Parts of the exercise
#1 Do the following statements agree with the article on workplace flexibility? For each, answer yes or no and quote the deciding words. (a) The research compared conditions in 2012 with those in 2005. (b) Ellen Galinsky is the sole founder of Families and Work Institute. (c) Employers cut back on flexibility entirely during the economic downturn.
#2 According to the article on workplace flexibility, what organization is Ellen Galinsky president of?
#3 Copy the article on workplace flexibility from "Published May 01, 2012" to "where they work.".

Source text
<<<<

Published May 01, 2012
Striking a balance between your work life and your personal life may have become a bit easier in the past few years, new research finds. The research found that in the past seven years, many employers have allowed workers greater flexibility regarding when and where they work.
In particular, the research found that in 2012, more employers allowed workers to work from home occasionally and use flex time to take care of family and personal issues without loss of pay. Workers also were given more control over paid and unpaid overtime hours in 2012 than in 2005.
"It seems that employers are dealing with the lingering economic instability by trying to accomplish more with fewer people," said Ellen Galinsky, president and co-founder of the nonprofit research organization Families and Work Institute (FWI) and an author of the study. "Most of the gains allow employees to work longer hours or adjust those hours to care for their personal and family responsibilities while getting their work done. Although some may have expected employers to cut back on flexibility entirely during this economic downturn, we are seeing employers leverage flexibility as they look toward the future."

>>>>

Available data
<<<<

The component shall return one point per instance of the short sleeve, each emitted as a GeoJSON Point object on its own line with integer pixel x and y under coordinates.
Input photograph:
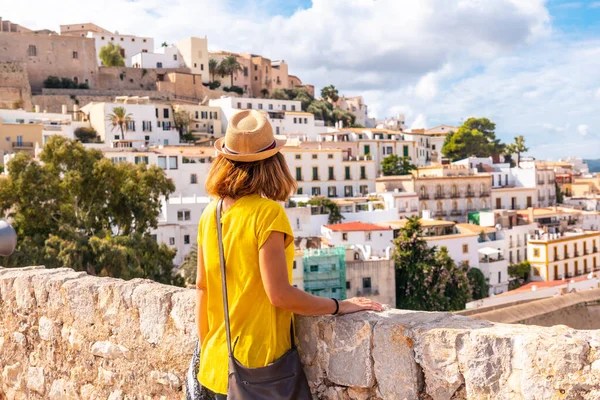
{"type": "Point", "coordinates": [272, 218]}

>>>>

Answers by task
#1
(a) Yes: "Workers also were given more control over paid and unpaid overtime hours in 2012 than in 2005."
(b) No: "president and co-founder of the nonprofit research organization Families and Work Institute (FWI)"
(c) No: "we are seeing employers leverage flexibility as they look toward the future."

#2 Families and Work Institute (FWI), a nonprofit research organization.

#3
Published May 01, 2012
Striking a balance between your work life and your personal life may have become a bit easier in the past few years, new research finds. The research found that in the past seven years, many employers have allowed workers greater flexibility regarding when and where they work.